Clay as Care

The Intersection of Health and Ceramic Art

Oct 9th - Dec 31st, 2025

The relationship between ceramic art and health is examined through an exhibition, scientific research, a publication, and public programs. The project considers ways in which care manifests in ceramic art and how viewing art and working with clay can promote personal and communal health. The exhibition features artists whose practices address healing, rest, and resilience, including Jennifer Ling Datchuk, Pew Fellow Adebunmi Gbadebo, Ehren Tool, and Maia Chao.

Co-Curators Jennifer Zwilling and Nicole Pollard will work closely with The Clay Studio Exhibition Council, partners in the health research field, and the four lead artists to create an exhibition and space that reflects the values of care that we see as inherent in the act of making art with clay. 

Clay as Care is supported by The Pew Center for Arts & Heritage.


The Clay Studio is excited to announce that we have been awarded a major grant of $354,500 from The Pew Center for Arts & Heritage to support Clay as Care, an exhibition that examines how care manifests in ceramic art. The grant offers project funding that will support the Clay as Care exhibition, research, publication, and symposium in 2025, along with an additional 20% unrestricted, general operating support. 

At the core of Clay as Care is the work of Adebunmi Gbadebo, Jennifer Ling Datchuk, and Ehren Tool, groundbreaking artists who address care, healing, rest, and resilience in their work. These artists acknowledge and access qualities of care for themselves in making their art, and therefore communicate aspects of care to their audiences. Gbadebo harvests clay from the plantation where her family was enslaved to create vessels as an act of healing for the memory of her ancestors. Datchuk creates work with images representing her journey with fertility-related medical procedures, and builds spaces for contemplation. Tool, a veteran, has made over 250,000 cups during his artistic life and says that his “process is therapeutic - and the cups are a kind of catharsis in clay.”

> [Excerpted records]
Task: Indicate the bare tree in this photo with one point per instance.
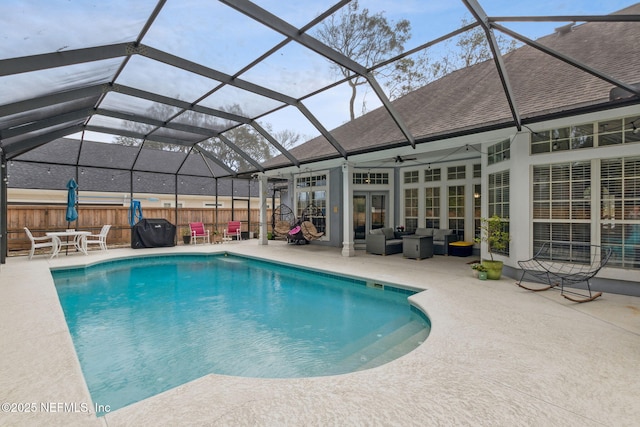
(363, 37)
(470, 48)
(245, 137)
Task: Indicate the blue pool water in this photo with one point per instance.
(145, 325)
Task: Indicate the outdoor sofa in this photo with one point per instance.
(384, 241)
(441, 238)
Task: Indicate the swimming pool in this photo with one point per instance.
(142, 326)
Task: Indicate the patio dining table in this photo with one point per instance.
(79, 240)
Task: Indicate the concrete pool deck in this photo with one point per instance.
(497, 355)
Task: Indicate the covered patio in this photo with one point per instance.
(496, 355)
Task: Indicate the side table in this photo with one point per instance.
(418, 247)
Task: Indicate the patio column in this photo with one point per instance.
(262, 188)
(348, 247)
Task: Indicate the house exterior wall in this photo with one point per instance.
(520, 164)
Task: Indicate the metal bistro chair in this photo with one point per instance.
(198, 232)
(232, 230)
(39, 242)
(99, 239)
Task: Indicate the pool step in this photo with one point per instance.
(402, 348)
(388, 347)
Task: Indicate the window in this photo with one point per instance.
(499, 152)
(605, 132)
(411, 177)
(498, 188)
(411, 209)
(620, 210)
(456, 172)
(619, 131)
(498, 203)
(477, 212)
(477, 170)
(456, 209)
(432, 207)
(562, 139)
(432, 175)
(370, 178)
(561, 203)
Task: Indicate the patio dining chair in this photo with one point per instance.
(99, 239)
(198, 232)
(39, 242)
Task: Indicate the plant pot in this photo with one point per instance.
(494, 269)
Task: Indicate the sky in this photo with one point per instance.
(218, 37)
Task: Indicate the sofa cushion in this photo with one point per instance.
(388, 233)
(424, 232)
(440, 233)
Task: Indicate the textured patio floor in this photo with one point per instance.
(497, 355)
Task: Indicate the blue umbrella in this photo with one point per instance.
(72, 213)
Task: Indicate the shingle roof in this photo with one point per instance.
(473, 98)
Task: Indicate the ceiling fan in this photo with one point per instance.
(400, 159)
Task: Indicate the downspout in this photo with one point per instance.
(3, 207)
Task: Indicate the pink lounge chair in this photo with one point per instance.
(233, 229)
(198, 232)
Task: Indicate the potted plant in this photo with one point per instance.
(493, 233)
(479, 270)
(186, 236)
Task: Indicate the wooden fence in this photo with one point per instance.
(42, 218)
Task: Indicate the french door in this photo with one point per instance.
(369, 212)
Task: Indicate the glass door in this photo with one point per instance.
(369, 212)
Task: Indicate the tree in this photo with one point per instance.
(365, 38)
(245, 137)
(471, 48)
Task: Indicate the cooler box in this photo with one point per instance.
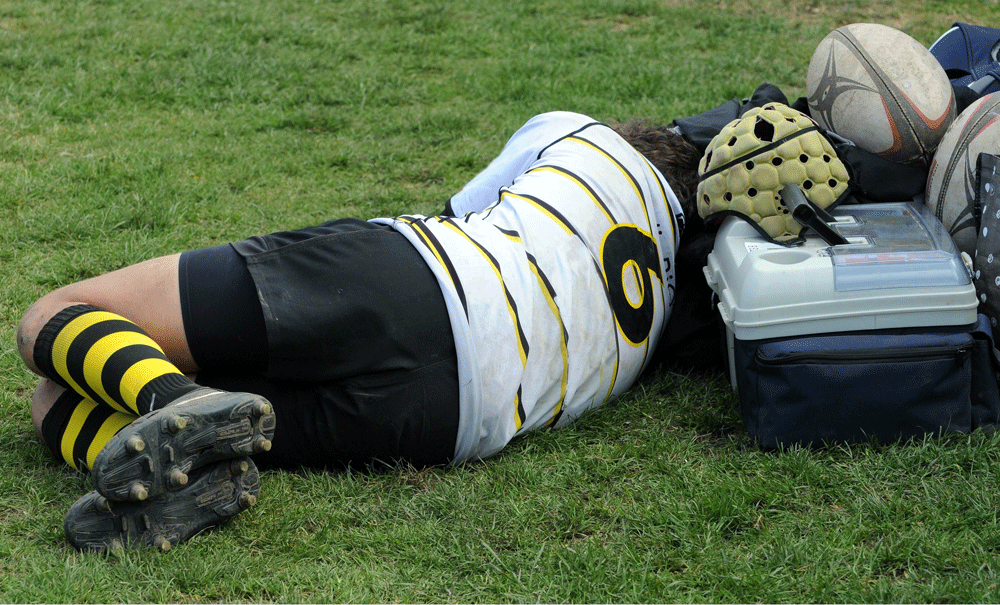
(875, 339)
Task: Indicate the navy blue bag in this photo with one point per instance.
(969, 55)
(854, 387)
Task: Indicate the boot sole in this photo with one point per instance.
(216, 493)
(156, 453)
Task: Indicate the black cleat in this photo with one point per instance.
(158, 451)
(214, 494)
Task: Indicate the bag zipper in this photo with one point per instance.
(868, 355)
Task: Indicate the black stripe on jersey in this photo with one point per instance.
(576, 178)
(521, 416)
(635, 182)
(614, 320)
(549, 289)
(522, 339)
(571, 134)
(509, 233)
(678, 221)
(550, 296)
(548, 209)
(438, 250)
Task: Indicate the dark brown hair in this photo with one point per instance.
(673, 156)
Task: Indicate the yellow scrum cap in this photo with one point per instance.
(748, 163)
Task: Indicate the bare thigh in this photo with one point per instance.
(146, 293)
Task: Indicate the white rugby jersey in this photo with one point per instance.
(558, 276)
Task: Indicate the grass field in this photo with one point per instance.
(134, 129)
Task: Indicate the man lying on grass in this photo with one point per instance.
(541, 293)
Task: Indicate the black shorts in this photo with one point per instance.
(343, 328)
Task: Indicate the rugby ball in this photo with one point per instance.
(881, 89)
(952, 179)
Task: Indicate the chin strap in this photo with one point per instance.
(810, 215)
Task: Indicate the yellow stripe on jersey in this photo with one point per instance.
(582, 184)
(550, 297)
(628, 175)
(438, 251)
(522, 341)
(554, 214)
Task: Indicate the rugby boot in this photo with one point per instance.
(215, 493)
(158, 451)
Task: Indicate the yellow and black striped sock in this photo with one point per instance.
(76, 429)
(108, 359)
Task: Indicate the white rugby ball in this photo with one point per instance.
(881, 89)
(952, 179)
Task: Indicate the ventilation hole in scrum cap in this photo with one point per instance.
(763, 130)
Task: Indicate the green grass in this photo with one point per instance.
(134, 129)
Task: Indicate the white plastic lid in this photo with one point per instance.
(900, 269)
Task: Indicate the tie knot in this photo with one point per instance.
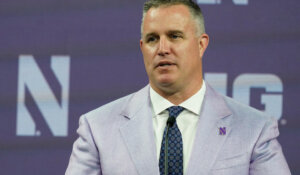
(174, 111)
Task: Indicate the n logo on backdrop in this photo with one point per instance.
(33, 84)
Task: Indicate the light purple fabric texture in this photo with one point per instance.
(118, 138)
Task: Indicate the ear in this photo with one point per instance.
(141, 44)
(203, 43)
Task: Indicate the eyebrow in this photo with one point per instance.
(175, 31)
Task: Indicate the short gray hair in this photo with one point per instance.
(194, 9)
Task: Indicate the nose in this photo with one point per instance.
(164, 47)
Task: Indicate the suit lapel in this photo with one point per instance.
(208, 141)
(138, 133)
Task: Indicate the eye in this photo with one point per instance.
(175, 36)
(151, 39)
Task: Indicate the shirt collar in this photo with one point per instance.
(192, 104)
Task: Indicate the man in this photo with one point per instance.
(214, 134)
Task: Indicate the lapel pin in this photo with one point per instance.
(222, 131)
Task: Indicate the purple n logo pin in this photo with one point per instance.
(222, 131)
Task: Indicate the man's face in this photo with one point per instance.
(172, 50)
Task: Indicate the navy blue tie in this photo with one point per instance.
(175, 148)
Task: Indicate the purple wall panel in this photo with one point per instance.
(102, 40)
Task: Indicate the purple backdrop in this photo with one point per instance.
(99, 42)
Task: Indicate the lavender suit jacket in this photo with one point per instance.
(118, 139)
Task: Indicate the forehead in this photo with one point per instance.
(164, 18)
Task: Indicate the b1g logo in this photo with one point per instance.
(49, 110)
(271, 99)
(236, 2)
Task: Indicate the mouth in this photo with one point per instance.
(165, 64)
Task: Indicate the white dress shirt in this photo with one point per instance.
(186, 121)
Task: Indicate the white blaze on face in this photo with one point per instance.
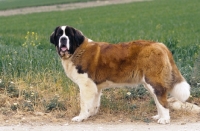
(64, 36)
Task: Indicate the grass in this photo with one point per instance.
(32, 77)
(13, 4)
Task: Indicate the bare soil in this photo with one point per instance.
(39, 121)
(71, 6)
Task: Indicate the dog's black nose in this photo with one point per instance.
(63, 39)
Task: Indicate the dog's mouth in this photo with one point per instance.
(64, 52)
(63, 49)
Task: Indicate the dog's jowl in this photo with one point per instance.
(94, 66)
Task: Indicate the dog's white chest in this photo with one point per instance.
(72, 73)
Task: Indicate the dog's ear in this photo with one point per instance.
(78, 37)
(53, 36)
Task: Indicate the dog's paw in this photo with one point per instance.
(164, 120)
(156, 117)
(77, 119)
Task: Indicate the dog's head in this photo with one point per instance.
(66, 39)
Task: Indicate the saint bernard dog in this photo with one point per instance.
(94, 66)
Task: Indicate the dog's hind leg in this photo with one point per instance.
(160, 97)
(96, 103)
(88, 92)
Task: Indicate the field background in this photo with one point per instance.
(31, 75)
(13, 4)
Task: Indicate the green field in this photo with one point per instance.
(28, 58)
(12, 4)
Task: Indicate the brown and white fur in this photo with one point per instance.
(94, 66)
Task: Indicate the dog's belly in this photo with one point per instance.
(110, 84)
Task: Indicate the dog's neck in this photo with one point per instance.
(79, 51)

> [Task statement]
Write the next part of the Clay as Care exhibition text, starting right after its final sentence.

> [Result below]
In addition to the artists, co-curators Jennifer Zwilling and Nicole Pollard, along with our Community Exhibition Council, staff, members of the care movement, and scientists researching the connections between art and care, will explore how we may offer the visitor ways to engage in acts that combine clay and care within the gallery. The exhibition will push beyond traditional methods of displaying art to create new systems of engagement for visitors that include viewing, creating, and engaging in moments of rest. 

Care is at the center of The Clay Studio’s ethos since its inception in 1974; we are excited to explore this idea with our collaborators as we begin our next half century. We are deeply grateful to The Pew Center for Arts & Heritage for their major support for this project.